• **WRITTEN REQUEST**:
Answer these questions using the homebrewing posts below.
1. On the brew day with the citra and el dorado IPA, what efficiency was planned, and what efficiency was achieved?
2. How much BRU-1 is used for the first dry hop of the NEIPA at high krausen?
3. Which beer, brewed the previous Saturday, accidentally turned into a sour?

• **EXCERPTED TEXT**:
Another 230g of Cryo BRU-1 for dry hopping split between high krausen and post fermentation.

Should be fun.
 
@VikeMan oh, I'm keeping an eye on it. This batch is primarily a test to see how far I can push a Fermzilla. I like them and now have two. I like being able to ferment, crash, carb and serve in a single vessel. I understand they advertise that you can do it all in a SS conical but they are simply too clumsy and cumbersome IME.
 
Yesterday was the first brew day in a while and wanted to try something different. I brewed 3gal of stronger wort (citra & el dorado IPA) that I top upped with some water to get to 5gal. Messed up and forgot to connect the false bottom again and really crammed the pump, RIMS and kettle return. Once that got clear things went OK but got pretty lousy efficiency, planned on 70% got 62%.

Today was a double brew day, 2gal English IPA and I gave the top-up thing another try on a golden ale. Both went well, the golden too well even, planned 62% efficiency and got 72% this time. Remembered to connect the false bottom even.
 
Day 3 of fermentation for my Cryo BRU-1 NEIPA. Checked on it this morning and it's blowing out of the airlock so quickly set up a blow-off tube into a spare jug if distilled water with a bit of Chemisan in it.

I'll do my first dry hop later today when my wife is back from her appointments and I'm not juggling two kids. 100g BRU-1 at high krausen.
 
Today being the first day I've actually felt well enough to do something, brewing up another batch of IPA. Just tapped the last one last Friday, but it's been such a great hydration drink this week while I was sick that it's going fast. Had some horrible news on Wednesday; a dear friend, my husband's BFF, was vacationing in Nashville with his wife when he went into renal failure. Passed a little over two hours after they finally had to intubate him. Today's brew is in honor of his memory. Life moves pretty fast, my friends; blink and you'll miss it.
 
In keeping with the general theme of how this week is going (awful), just tasted the Wit I brewed last Saturday. Apparently something was wrong with the yeast, and I just inadvertently created a sour. Not acetaldehyde, I know what that tastes like; more like sour patch kids but not as strong. Still has a good orange/spicy flavor to it, might just keg it and see if I can stomach it. Or send it to a competition. Or see if my friends will drink it. Anything. This was supposed to augment the slightly weird lager which is all I have left in the kegerator right now, gosh darn it.

• **STORED RECORDS**:
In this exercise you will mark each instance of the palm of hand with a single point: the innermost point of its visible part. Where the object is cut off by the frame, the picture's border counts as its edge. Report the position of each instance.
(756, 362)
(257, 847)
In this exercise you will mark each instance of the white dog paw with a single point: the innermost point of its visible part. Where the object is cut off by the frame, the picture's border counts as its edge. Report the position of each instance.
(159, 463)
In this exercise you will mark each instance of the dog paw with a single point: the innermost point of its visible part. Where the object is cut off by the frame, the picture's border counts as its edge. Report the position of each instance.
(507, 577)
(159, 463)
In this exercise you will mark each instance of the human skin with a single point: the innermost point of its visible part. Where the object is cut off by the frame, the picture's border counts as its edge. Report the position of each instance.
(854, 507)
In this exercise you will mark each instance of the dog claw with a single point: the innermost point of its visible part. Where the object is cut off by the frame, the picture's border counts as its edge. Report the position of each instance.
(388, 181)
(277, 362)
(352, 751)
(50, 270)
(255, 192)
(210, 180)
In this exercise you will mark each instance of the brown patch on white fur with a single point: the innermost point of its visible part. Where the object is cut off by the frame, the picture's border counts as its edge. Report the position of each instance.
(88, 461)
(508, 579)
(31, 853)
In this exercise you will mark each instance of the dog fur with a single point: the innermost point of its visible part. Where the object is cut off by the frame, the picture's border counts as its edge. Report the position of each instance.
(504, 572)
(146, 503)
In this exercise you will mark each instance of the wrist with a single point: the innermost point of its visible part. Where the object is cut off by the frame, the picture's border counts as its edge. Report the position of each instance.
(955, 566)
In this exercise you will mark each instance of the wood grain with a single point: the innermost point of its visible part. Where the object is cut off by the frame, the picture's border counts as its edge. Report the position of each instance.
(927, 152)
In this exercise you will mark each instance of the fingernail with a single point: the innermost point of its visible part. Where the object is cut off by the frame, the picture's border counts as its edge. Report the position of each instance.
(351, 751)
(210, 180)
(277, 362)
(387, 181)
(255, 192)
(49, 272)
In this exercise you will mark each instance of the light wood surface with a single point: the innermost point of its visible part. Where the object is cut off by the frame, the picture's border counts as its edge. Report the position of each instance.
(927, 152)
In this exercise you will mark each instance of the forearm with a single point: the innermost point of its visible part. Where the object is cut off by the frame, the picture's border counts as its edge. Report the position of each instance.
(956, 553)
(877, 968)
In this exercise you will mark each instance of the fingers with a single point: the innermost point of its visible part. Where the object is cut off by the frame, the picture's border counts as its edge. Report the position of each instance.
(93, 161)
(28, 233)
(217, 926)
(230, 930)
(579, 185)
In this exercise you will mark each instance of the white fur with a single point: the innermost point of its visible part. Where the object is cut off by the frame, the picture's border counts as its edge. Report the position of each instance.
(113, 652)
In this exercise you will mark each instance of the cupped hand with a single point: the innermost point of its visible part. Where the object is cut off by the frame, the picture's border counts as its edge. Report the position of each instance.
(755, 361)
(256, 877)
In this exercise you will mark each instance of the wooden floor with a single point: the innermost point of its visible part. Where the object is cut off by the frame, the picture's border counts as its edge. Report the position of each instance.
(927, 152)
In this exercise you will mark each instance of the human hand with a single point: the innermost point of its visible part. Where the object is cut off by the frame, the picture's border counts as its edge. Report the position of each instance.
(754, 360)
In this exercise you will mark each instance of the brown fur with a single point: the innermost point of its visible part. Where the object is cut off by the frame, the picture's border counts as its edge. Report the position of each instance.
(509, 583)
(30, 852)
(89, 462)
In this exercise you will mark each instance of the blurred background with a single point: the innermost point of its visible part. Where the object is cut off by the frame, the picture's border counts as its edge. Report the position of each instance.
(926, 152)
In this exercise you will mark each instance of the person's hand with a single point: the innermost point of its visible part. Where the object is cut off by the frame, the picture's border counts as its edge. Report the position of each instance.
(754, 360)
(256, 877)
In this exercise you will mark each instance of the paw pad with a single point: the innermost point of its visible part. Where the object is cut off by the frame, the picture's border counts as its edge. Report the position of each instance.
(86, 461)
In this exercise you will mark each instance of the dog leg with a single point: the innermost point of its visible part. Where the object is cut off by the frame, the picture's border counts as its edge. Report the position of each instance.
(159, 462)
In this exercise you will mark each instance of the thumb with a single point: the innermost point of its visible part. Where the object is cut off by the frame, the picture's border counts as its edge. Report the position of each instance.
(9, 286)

• **EXERCISE SOLUTION**:
1. 70% was planned, and 62% was achieved.
2. 100g.
3. The Wit.